HBase Version: hbase-0.90.3-cdh3u1
org.apache.hadoop.hbase.client.HTablePool
用起来不是很方便. 所以重写了一些HTablePool, 对自己业务逻辑这块比较相关. 欢迎讨论.
主要是对源代码下面4点进行改进和设置:
1. 为不同的table建立的poolSize不一样, 目前HTablePool为所有的table建立的maxSize一致.
private final int maxSize;
2. 从HTablePool中getTable是只初始化了一个HTable, 而且在这个时候才初始化HTable的Queen.
这个点不是很好, 也是我想修改源码的出发点.
/** * Get a reference to the specified table from the pool.<p> * * Create a new one if one is not available. * @param tableName table name * @return a reference to the specified table * @throws RuntimeException if there is a problem instantiating the HTable */ public HTableInterface getTable(String tableName) { LinkedList<HTableInterface> queue = tables.get(tableName); if(queue == null) { queue = new LinkedList<HTableInterface>(); tables.putIfAbsent(tableName, queue); return createHTable(tableName); } HTableInterface table; synchronized(queue) { table = queue.poll(); } if(table == null) { return createHTable(tableName); } return table; }
3. 应该有一个createTablePool的方法, 便于用户自己创建HTablePool.此方法可以与closeTablePool相互呼应.创建后面再关闭.

——

> 书面请求 A: 请照录清单中从包含“Target: corn field”的那一行起、至清单末尾止的各行，首尾两行均须包括，其中的图片一律略去。

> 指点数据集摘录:

——

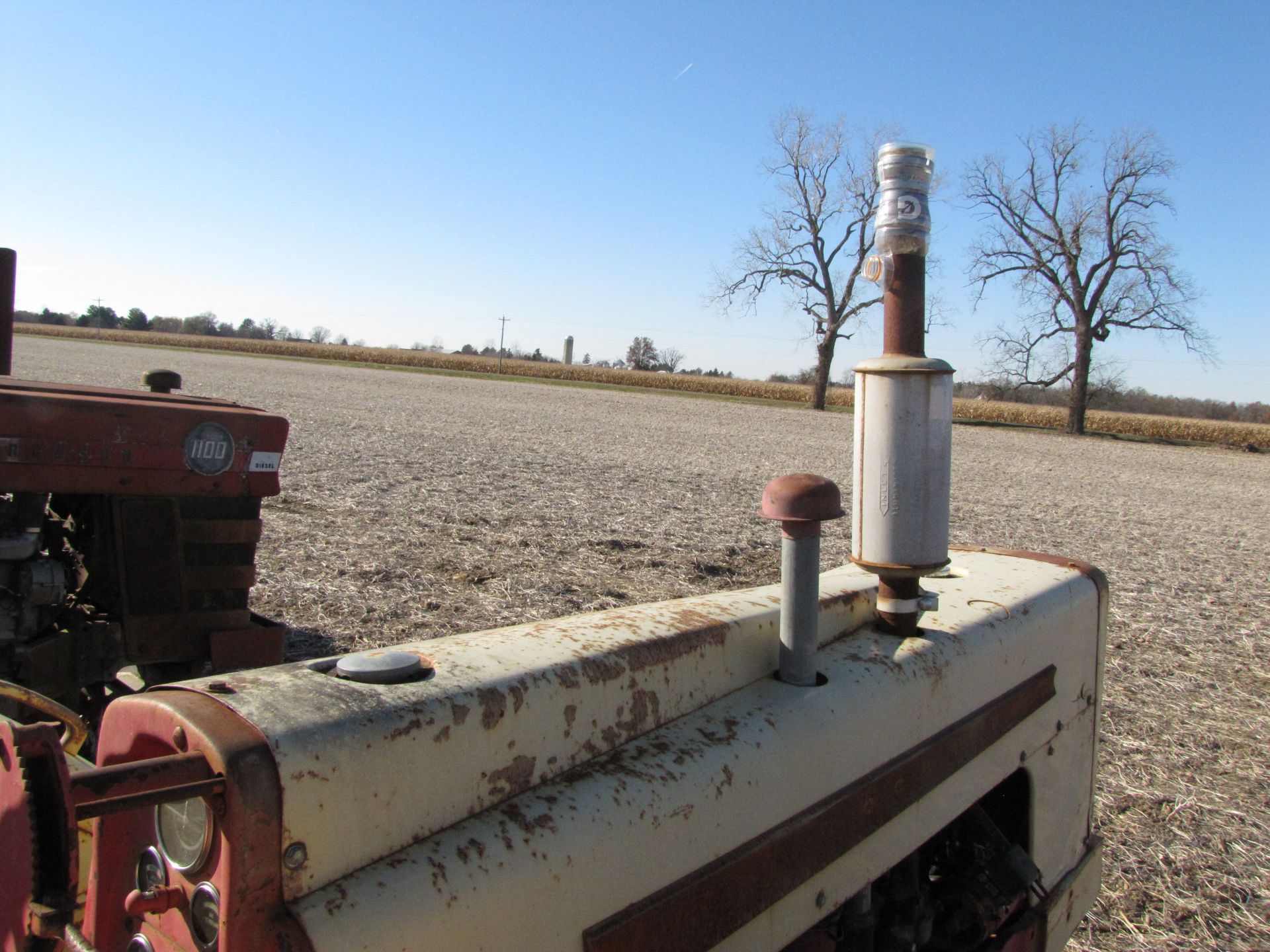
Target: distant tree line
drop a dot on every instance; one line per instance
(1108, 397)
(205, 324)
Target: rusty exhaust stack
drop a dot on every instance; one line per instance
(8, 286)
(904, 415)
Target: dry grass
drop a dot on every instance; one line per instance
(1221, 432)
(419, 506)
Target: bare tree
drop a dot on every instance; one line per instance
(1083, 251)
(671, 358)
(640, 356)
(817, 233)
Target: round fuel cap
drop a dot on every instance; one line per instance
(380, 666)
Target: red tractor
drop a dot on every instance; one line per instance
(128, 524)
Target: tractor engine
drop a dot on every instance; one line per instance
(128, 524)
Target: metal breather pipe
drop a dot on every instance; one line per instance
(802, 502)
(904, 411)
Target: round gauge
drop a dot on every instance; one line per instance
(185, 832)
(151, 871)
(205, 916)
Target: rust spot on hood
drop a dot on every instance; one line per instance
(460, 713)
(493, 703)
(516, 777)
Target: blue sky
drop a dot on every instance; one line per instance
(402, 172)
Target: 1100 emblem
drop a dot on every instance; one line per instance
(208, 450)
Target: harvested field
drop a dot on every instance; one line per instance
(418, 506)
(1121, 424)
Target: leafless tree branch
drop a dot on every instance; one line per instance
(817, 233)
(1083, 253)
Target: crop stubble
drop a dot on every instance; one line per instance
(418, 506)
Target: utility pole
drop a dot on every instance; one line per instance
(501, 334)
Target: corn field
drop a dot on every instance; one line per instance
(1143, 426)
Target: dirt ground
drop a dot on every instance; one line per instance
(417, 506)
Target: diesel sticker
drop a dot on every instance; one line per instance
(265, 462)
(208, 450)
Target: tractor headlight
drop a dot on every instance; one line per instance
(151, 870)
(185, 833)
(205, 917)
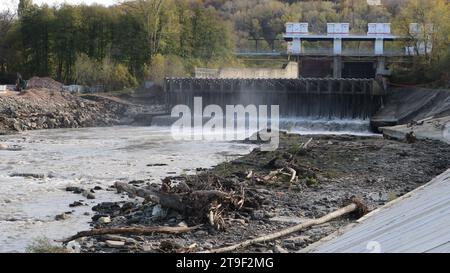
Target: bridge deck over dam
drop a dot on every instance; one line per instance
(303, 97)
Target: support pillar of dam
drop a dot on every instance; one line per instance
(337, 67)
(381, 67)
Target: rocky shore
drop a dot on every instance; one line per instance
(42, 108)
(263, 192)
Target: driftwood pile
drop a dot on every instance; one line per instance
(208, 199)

——

> 书面请求 B: 请接着这篇关于改写 HTablePool 的帖子的最后一句续写下去。

> 书面答复 A:
Target: corn field
drop a dot on every instance; one line per instance
(1143, 426)
Target: dirt ground
drop a dot on every instance; one line per instance
(417, 506)
Target: diesel sticker
drop a dot on every instance; one line per instance
(265, 462)
(208, 450)
Target: tractor headlight
drop a dot on every instance; one line per instance
(151, 870)
(185, 833)
(205, 917)
Target: bridge deck over dam
drop a dot on every instance; one line per instance
(303, 97)
Target: support pillar of dam
drop a dot on every instance; one line per instance
(337, 67)
(381, 67)
Target: rocky shore
drop a dot on every instance; one line per instance
(42, 108)
(263, 192)
Target: driftwood pile
drop a dot on every instance; one line per instance
(208, 199)

> 书面答复 B:
public void closeTablePool(final String tableName) { Queue<HTableInterface> queue = tables.get(tableName); synchronized (queue) { HTableInterface table = queue.poll(); while (table != null) { this.tableFactory.releaseHTableInterface(table); table = queue.poll(); } } HConnectionManager.deleteConnection(this.config, true); }
4. 由于HTable的Put可以使用优化, 让多个Put一起提交flushCommits(). 循环pool的Htable,调用flushCommits().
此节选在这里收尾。